# Hobie Model/Dealer Recommendation



## MillerTime

So I am in the market for a hobie. I haven't really seen anything on the forum lately for sale and I checked craigslist to no avail. First off I was wondering if anyone had any input on which model they liked best for fishing. Also where are people getting their hobies around here? Are people buying them from the local tackle shops or other places. I am in the market for either a new or used one as long as it is in decent shape. Thanks in advance for the help.


----------



## 16983

I believe there was an outcast on Mobile's craigslist a couple of days ago, if you are interested


----------



## MillerTime

HankHill said:


> I believe there was an outcast on Mobile's craigslist a couple of days ago, if you are interested


Thanks I just checked that one out. If it is the same one that you are referring to it says that it is a '98 model. Preferably I would like to get something newer than that.

Upon doing some more checking I found a couple other pro anglers, one in Mobile and one in Gulfport, MS. So I know theres already a thread on here about whether or not hobies are worth the money which I believe they are but for the people that have hobies is it worth it o get the pro angler vs any of the other models since they do cost quite a bit more?


----------



## chaps

Key sailing in Pensacola beach and liquid Surf in ft walton beach are the two dealers in the area for hobie. I bought mine new in Pensacola and they give u 10% off accessories. You can test drive all three. I went with the outback. The revolution was a little narrow for my taste and the pro angler was bigger than I wanted. I looked at a couple used but they seem to hold there value well so I opted to spend the extra $ and bought new and rig it the way I liked.


----------



## oxbeast1210

I really like the outbacks, but I sorta wished I had tried the Pro Angler before making a decision I don't regret it ill probably end up with one of each eventually lol ..
Glad I didn't scare you away from kayaking lol


----------



## MillerTime

ox you definitely didn't steer me away. In fact it was quite the opposite. I think my wife might kill me but I could get out fishing much more often than I do with my boat since it would be easier to take out and with all the bad weather for going offshore I could stay inshore with the yak.

chaps you said the pro angler was too big for what you wanted...I mean on the hobie website it is listed under their "boat" section and is about a foot and a half longer. Was it just too roomy for you or did you need something smaller for another reason? Just trying to get some different perspectives.

I found a pro angler that was rigged up with a fish finder and trolling motor already. Is there anyone on here that has or really has the need for the trolling motor. I get the fishfinder and would probably put one on whatever one I got anyways.

** WHAT THIS TASK INVOLVES **
Please carry on the Hobie kayak forum thread from its last post onward. The data has no part in this work.

** EXTRACTED ENTRIES **
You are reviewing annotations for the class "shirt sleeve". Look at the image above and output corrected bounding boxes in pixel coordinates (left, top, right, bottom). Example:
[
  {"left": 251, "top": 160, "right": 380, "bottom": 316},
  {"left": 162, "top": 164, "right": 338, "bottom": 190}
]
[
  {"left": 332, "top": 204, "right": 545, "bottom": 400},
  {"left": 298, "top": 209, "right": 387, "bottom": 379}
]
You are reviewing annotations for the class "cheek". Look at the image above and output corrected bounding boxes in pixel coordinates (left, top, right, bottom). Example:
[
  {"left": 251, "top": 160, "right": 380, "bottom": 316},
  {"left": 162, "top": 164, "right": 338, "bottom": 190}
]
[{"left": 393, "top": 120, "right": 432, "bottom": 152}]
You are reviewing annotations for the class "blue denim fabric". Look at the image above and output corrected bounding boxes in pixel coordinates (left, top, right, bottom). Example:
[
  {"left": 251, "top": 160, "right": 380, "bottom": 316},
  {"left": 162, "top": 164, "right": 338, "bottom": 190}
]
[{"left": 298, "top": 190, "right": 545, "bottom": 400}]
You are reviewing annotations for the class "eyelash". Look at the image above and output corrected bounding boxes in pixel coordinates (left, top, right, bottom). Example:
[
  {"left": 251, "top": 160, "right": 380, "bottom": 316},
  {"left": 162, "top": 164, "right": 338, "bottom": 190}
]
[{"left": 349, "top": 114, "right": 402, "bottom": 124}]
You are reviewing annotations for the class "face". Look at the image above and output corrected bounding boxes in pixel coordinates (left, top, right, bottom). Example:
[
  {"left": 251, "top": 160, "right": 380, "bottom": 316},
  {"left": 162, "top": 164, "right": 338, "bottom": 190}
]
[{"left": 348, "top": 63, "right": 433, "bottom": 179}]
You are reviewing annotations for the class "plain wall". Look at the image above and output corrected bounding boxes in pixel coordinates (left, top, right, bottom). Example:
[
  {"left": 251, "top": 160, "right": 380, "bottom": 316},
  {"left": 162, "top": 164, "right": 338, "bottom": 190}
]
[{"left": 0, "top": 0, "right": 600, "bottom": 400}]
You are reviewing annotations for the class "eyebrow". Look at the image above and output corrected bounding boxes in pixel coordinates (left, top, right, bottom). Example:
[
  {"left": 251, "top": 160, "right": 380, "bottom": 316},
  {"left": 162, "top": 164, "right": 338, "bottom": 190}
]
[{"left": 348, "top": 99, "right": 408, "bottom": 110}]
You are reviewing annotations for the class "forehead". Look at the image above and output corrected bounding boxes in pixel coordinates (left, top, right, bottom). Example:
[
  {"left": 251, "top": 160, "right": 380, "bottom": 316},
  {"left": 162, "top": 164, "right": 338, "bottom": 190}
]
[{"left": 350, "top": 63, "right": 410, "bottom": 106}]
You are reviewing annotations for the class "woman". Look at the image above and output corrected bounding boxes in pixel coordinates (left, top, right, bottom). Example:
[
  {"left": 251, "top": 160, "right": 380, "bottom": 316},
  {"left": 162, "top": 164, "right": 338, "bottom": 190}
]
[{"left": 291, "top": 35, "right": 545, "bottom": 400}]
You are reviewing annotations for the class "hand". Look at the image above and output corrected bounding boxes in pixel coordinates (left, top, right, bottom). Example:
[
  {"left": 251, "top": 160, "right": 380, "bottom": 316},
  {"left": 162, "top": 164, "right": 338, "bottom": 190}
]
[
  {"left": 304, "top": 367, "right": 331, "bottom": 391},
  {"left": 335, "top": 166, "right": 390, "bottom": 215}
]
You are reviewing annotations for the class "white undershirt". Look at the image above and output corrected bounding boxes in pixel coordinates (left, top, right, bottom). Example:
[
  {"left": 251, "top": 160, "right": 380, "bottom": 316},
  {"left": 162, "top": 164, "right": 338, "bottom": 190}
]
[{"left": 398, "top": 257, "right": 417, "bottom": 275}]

** EXERCISE ANSWER **
----------



## oxbeast1210

I saw the one you were talking about I don't think id get one with a trolling motor because then you have to carry around a battery, keep it charged , stuff like that I like being able to just go! would be nice on those days you peddle to far and don't feel like peddling back in the wind lol. Another downside is i'm pretty sure since it has a motor you have to register it I doubt its very much each year but still another thing to worry about.


----------



## azevedo16

How shallow can you go and still pedel the hobie kayaks?


----------



## MillerTime

Lat weekend we were in probably around a 1-1.5' and at that point you can't peddle fully but you take take some short peddles and still move a bit. It was easier at that point to just paddle around.


----------



## MillerTime

ox I just did a little research and it seems that anything that is powered with a motor needs to be titled and registered.


----------



## chaps

For me it just seemed bigger and bulkier than I needed or wanted. The revolution was definitely the fastest with a narrow hull but didnt feel as stable to me. The outback seemed the best fit with a lot of space. I didn't want to mess with a trailer and the outback I can slide in the back of my truck. I guess overall it is what I liked the best when I tried them all


----------



## SeminoleSpearer

I don't know exactly where you are, but if you are ever in the Tallahassee area, you should check out The Wilderness Way. I worked there while going to school. Everyone there is extremly knowledgable, and they carry a bunch of hobies. Our most popular for fishing was the outback. The pro-angler is great for fishing ponds and lakes, and could be used in big water, but it is very heavy. You won't get anywhere near as far in that boat. I personally liked the revolution. I know it is narrower (and faster!) than the outback, but as far as kayaks go, hobies are all very stable. Yes, it is less stable than the outback, but how much stability do you really need. With a little experience, you will be surprised at how stable even very narrow boats feel. With that being said, try to paddle them both first. What it really comes down to is what you like the best. I like the revolution, but you may feel differently. (Actually, even the revolution felt to wide and bulky for me, but I normally paddle very narrow touring boats. Contrary to popular belief, they can be fished out of.)

http://imakemybeer.blogspot.com/


----------



## penskayak1

Fairhope Boat Co. (251-928-3417) has the largest selection in the South East. Chech them out online.


----------



## bbarton13

most all tourneys you are not allowed to use a trolling motor also! just something to keep in mind!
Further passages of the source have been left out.